Stored data:
===

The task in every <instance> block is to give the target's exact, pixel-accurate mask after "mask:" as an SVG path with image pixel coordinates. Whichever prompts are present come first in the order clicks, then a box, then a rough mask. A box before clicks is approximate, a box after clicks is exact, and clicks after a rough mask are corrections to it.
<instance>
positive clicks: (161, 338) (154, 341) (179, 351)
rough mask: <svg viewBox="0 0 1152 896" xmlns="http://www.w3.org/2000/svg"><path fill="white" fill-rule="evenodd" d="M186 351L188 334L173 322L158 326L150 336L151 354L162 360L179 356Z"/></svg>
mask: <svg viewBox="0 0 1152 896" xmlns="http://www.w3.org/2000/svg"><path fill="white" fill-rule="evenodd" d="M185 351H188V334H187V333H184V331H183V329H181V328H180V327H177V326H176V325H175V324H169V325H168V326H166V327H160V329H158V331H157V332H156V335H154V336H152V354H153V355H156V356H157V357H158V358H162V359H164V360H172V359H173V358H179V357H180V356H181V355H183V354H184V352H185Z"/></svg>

===

■ WHAT YOU HAVE TO DO
Would you please work out how many lines of the data hold "instance"? Reply with the number alone.

■ THE ANSWER
2